必須課題 1:
次の (a)〜(c) がそれぞれ本文と合うかを「はい」か「いいえ」で答え、判断の決め手となる本文の語句を正確に引用せよ。(a) SESでは成果物責任が発注企業に残る。(b) SIerの契約根拠は民法643条である。(c) クラウド移行をSESで進めた企業は追加コストを避けられた。
必須課題 2:
本文のうち、「SIerは請負契約に基づき、」から「で追加コストが発生しました。」までをすべて、一字も変えずに書き写せ。

本文:
________________
企業が外部のエンジニアを活用する際によく選ばれる契約方式に、SIerとSESがあります。どちらもシステム開発を目的としていますが、契約形態や責任範囲、費用の考え方は大きく異なります。ここを誤解すると、予期せぬコスト増加や品質低下、さらには法的リスクにつながるでしょう。

この記事では、SIerとSESの仕組みや契約上の特徴を比較し、DXやクラウド移行といった最新プロジェクトにも対応できる契約選択の視点を解説します。

SIerとSESの違い

SIerとSESはいずれも外部リソースを活用する契約方式ですが、契約形態や責任範囲は大きく異なります。理解を誤ると、品質やコストへの悪影響に加え、法的リスクに発展する可能性があるのです。

ここでは、発注企業が契約選択を誤らないために、両者の基本的な違いを以下の観点から整理します。

  • SIerとSESの基本を押さえる
  • 違いを生む要因を理解する
  • 発注企業が抱える課題

SIerとSESの基本

SIerは請負契約に基づき、要件定義から運用までを一括で担い、成果物の品質に責任を負います。SESは準委任契約で、エンジニアの稼働を提供する形態であり、成果物責任は発注企業に残ります。そのため、SESを利用する際は発注側に進捗・品質管理の体制が欠かせません。

例えば、 基幹システム刷新をSIerに委託した企業では品質保証まで任せられました。一方、クラウド移行をSESで進めた企業は専門人材を確保できたものの、管理不足で追加コストが発生しました。

契約方式 契約根拠 発注側の役割 責任範囲 特徴
SIer 民法632条(請負契約) 要件定義後は委託し、成果物を検収 成果物の納品・品質保証 一括委託が可能で安心感がある
SES 民法643条(準委任契約) 進捗・品質管理を自社で実施 業務遂行の責任、成果物責任は発注企業 柔軟に人材確保できるが管理体制が必須

違いを生む要因

両者の差を生む要因は、契約根拠と指揮命令権の所在にあります。これを誤解すると、偽装派遣や契約不適合につながりかねません。
________________
未加工データ:

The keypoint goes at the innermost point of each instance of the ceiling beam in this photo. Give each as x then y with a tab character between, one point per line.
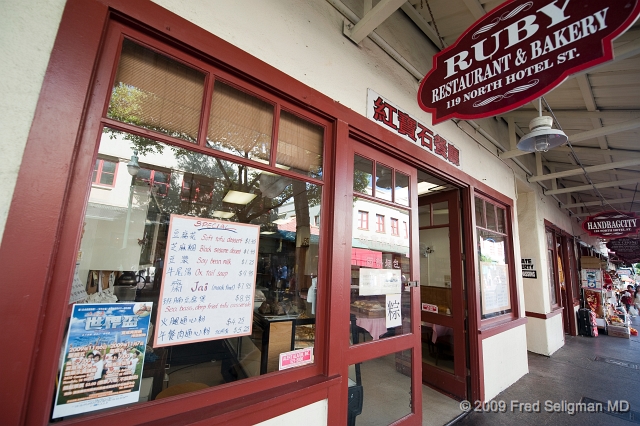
599	203
373	19
527	115
575	172
595	151
607	130
476	8
589	187
424	26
________________
記述回答 1:
(a) はい。「成果物責任は発注企業に残ります」
(b) いいえ。「民法632条(請負契約)」
(c) いいえ。「管理不足で追加コストが発生しました」

記述回答 2:
SIerは請負契約に基づき、要件定義から運用までを一括で担い、成果物の品質に責任を負います。SESは準委任契約で、エンジニアの稼働を提供する形態であり、成果物責任は発注企業に残ります。そのため、SESを利用する際は発注側に進捗・品質管理の体制が欠かせません。

例えば、 基幹システム刷新をSIerに委託した企業では品質保証まで任せられました。一方、クラウド移行をSESで進めた企業は専門人材を確保できたものの、管理不足で追加コストが発生しました。